───── TEXT EXCERPT ─────
An easy, healthy, and SPROUT-tastic blender pancake recipe made with simple ingredients like Sprouted Rolled Oats, banana, and egg. Perfectly fluffy and packed with protein, these gluten-free sprouted pancakes make the best breakfast and freeze well!
Ingredients
- 2 heaping cups TYH sprouted rolled oats
- 1 small ripe banana
- 1 egg
- 1 cup almond milk
- 1 tablespoon maple syrup
- 1 teaspoon vanilla
- 1 teaspoon baking powder
- 1/2 teaspoon baking soda
- 1/4 teaspoon salt
- 1 teaspoon cinnamon
Servings:
Units:
Instructions
- In a high-speed blender, grind Sprouted Rolled Oats until flour-like consistency.
- Add in the remainder of ingredients and blend until well combined but not over blending, stopping to scrape down sides as needed.
- Let batter rest for about 5 minutes to thicken up, you want it to be pretty thick!
- Pour 1/3 cup batter onto a medium-low skillet that has been greased with butter.
- Flip over once bubbles have formed and the bottom is golden brown.
- Repeat until all pancakes are made.
To Freeze
- Let your Sprouted Pancakes cool completely, then stack them up and wrap in aluminum foil or saran wrap. Place the wrapped stack of pancakes into a ziplock bag and freeze. They will stay good for about six months in the freezer.
To Reheat
- Let defrost at room temperature and then microwave or toast in the oven or toaster.
───── DATA RECORDS ─────
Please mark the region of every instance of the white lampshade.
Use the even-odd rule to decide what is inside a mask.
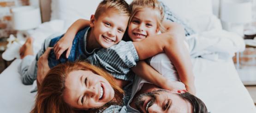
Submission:
[[[220,7],[220,19],[222,21],[245,23],[252,21],[251,2],[240,1],[222,0]]]
[[[36,28],[41,23],[39,8],[31,6],[16,7],[12,9],[12,27],[18,30]]]

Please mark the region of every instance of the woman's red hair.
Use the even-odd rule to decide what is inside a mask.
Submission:
[[[78,70],[91,71],[104,77],[114,89],[115,100],[122,100],[124,91],[115,84],[114,79],[110,74],[87,62],[66,62],[54,67],[48,72],[41,85],[38,88],[36,102],[30,113],[77,113],[84,111],[72,108],[64,102],[63,97],[67,75],[72,71]],[[115,102],[115,103],[121,105],[122,101]],[[97,110],[108,107],[105,106]],[[93,110],[95,111],[95,109]]]

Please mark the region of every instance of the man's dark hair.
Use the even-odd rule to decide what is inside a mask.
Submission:
[[[202,101],[196,96],[188,93],[177,94],[182,98],[188,101],[193,107],[194,113],[208,113],[207,108]]]

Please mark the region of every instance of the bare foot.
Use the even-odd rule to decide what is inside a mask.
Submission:
[[[29,37],[25,43],[19,49],[19,56],[23,59],[27,55],[34,55],[33,51],[33,38]]]

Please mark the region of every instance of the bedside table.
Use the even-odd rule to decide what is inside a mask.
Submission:
[[[237,70],[241,81],[244,85],[256,85],[256,46],[246,45],[244,51],[238,54]],[[234,61],[237,61],[238,57],[234,57]]]

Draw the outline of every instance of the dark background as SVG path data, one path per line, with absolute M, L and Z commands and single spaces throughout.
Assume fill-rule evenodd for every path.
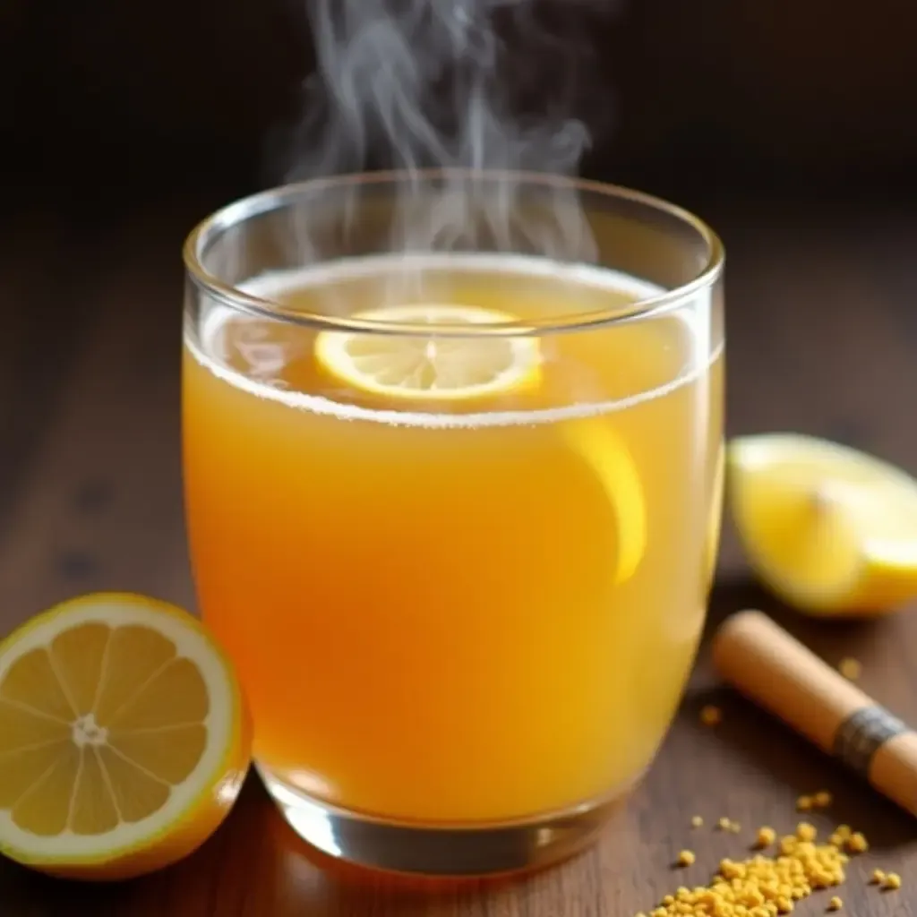
M 128 200 L 180 186 L 250 190 L 268 131 L 293 110 L 312 66 L 304 4 L 5 0 L 11 184 L 91 196 L 117 186 Z M 706 194 L 912 191 L 917 10 L 908 0 L 549 6 L 588 23 L 599 55 L 592 115 L 607 126 L 613 112 L 590 175 Z M 595 15 L 606 7 L 613 15 Z

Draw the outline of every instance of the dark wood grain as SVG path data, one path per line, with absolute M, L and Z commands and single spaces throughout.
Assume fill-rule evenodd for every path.
M 917 208 L 701 209 L 729 249 L 730 432 L 812 432 L 917 471 Z M 180 489 L 179 247 L 198 215 L 162 204 L 87 226 L 32 210 L 5 227 L 0 634 L 94 589 L 192 603 Z M 711 626 L 746 605 L 763 606 L 831 662 L 861 659 L 865 688 L 917 723 L 917 616 L 801 618 L 749 581 L 727 529 Z M 716 730 L 698 723 L 711 699 L 724 710 Z M 224 828 L 156 876 L 83 887 L 0 863 L 0 914 L 627 917 L 704 880 L 758 824 L 791 827 L 797 794 L 818 789 L 834 794 L 832 818 L 873 843 L 850 869 L 845 912 L 917 914 L 917 822 L 718 686 L 706 650 L 646 782 L 596 848 L 553 870 L 461 888 L 354 876 L 311 854 L 252 779 Z M 746 834 L 692 831 L 694 814 L 708 824 L 729 815 Z M 674 870 L 684 846 L 697 851 L 697 865 Z M 878 864 L 898 869 L 910 890 L 867 887 Z M 799 912 L 822 912 L 824 903 Z

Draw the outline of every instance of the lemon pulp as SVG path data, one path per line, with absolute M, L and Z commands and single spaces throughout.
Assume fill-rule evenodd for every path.
M 337 379 L 393 398 L 481 398 L 536 384 L 538 342 L 523 336 L 475 335 L 474 326 L 513 322 L 515 316 L 466 305 L 401 305 L 359 312 L 354 318 L 429 325 L 430 337 L 323 331 L 315 356 Z M 469 337 L 437 337 L 436 326 L 469 326 Z
M 58 606 L 0 644 L 0 849 L 65 875 L 167 865 L 228 811 L 248 732 L 190 615 L 127 595 Z

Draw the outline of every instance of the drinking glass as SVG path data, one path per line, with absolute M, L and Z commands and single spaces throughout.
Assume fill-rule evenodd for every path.
M 325 853 L 541 866 L 650 765 L 719 537 L 724 253 L 532 174 L 276 188 L 184 249 L 203 616 Z

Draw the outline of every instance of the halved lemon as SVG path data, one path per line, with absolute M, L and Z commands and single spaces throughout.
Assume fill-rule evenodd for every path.
M 729 496 L 749 562 L 797 608 L 876 614 L 917 597 L 917 481 L 823 439 L 735 439 Z
M 0 851 L 77 878 L 168 866 L 229 812 L 250 741 L 233 668 L 190 614 L 66 602 L 0 643 Z
M 483 398 L 536 384 L 538 342 L 531 337 L 436 337 L 437 325 L 493 325 L 515 316 L 468 305 L 399 305 L 358 313 L 377 322 L 429 325 L 423 335 L 323 331 L 315 356 L 354 388 L 393 398 L 438 401 Z

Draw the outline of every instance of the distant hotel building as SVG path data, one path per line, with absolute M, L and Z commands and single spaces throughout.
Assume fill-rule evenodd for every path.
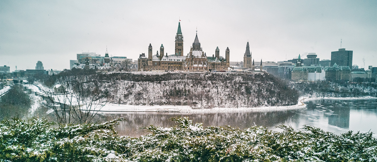
M 312 57 L 311 58 L 315 58 Z M 296 63 L 296 66 L 293 68 L 292 71 L 292 80 L 293 80 L 296 81 L 301 80 L 317 81 L 325 80 L 325 71 L 321 67 L 314 65 L 310 66 L 302 66 L 301 61 L 302 60 L 299 55 L 299 58 Z
M 319 61 L 319 65 L 322 67 L 329 67 L 331 66 L 331 61 L 326 59 L 321 60 Z
M 319 58 L 317 58 L 316 53 L 309 53 L 307 55 L 307 58 L 304 59 L 304 65 L 306 66 L 319 65 Z
M 43 64 L 42 64 L 41 61 L 38 61 L 37 62 L 37 66 L 35 67 L 36 70 L 43 70 L 44 69 L 44 68 L 43 67 Z
M 338 66 L 336 63 L 335 63 L 332 67 L 325 68 L 325 71 L 326 72 L 326 81 L 347 82 L 349 80 L 351 69 L 349 66 Z
M 339 49 L 338 51 L 331 52 L 331 65 L 336 63 L 340 67 L 347 66 L 352 69 L 352 55 L 353 51 L 346 51 L 346 48 Z
M 11 73 L 11 67 L 7 67 L 6 65 L 4 65 L 3 67 L 0 67 L 0 73 Z

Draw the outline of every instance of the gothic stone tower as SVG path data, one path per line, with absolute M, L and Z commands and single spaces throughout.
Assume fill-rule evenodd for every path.
M 160 47 L 160 53 L 161 55 L 160 55 L 160 61 L 162 59 L 162 57 L 164 57 L 164 46 L 162 45 L 162 44 L 161 44 L 161 47 Z
M 225 59 L 227 60 L 227 67 L 229 67 L 230 62 L 229 62 L 229 48 L 227 47 L 227 50 L 225 50 Z
M 148 47 L 148 65 L 152 66 L 152 45 L 150 43 Z
M 181 30 L 180 21 L 178 23 L 178 30 L 175 36 L 175 52 L 174 54 L 176 56 L 183 56 L 183 35 Z
M 107 52 L 107 48 L 106 48 L 106 52 L 105 53 L 105 58 L 103 58 L 103 62 L 105 63 L 110 62 L 110 58 L 109 58 L 109 52 Z
M 215 51 L 215 55 L 216 58 L 220 60 L 220 50 L 218 47 L 216 47 L 216 50 Z
M 252 68 L 251 66 L 251 53 L 250 52 L 250 47 L 249 46 L 249 42 L 246 44 L 246 51 L 244 55 L 244 67 L 250 69 Z

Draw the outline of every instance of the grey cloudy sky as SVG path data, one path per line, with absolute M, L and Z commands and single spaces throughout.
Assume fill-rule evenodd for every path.
M 255 61 L 279 61 L 316 53 L 353 51 L 353 64 L 377 66 L 377 1 L 0 0 L 0 65 L 14 71 L 69 68 L 76 54 L 137 59 L 163 44 L 173 54 L 179 18 L 189 52 L 198 35 L 207 56 L 219 47 L 243 61 L 246 43 Z

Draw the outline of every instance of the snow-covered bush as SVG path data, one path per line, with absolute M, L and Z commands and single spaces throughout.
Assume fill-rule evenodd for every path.
M 119 136 L 118 119 L 102 124 L 54 127 L 44 119 L 0 123 L 0 161 L 363 161 L 377 160 L 371 132 L 340 135 L 304 126 L 281 132 L 254 126 L 204 127 L 187 118 L 178 127 L 141 128 L 138 138 Z

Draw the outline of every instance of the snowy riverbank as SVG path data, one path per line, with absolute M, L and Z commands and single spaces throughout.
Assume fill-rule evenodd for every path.
M 98 112 L 100 114 L 122 114 L 132 112 L 175 112 L 189 113 L 214 113 L 219 112 L 250 111 L 270 111 L 300 109 L 306 107 L 304 102 L 318 100 L 367 100 L 377 99 L 377 97 L 301 97 L 297 104 L 294 105 L 281 106 L 262 106 L 256 107 L 225 108 L 215 107 L 211 109 L 192 108 L 188 106 L 156 105 L 139 106 L 108 103 Z

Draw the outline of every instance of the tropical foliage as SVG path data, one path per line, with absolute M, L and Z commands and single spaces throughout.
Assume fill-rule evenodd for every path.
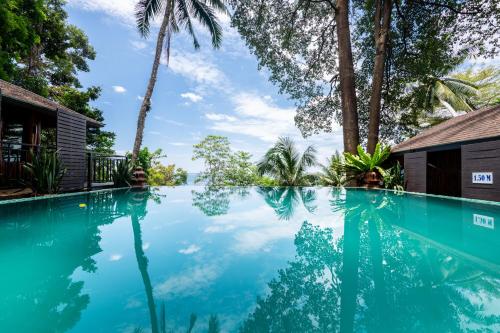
─────
REQUIRED ACTION: According to the pancake recipe, how long do the frozen pancakes stay good in the freezer?

REPLY TO THE TASK: About six months.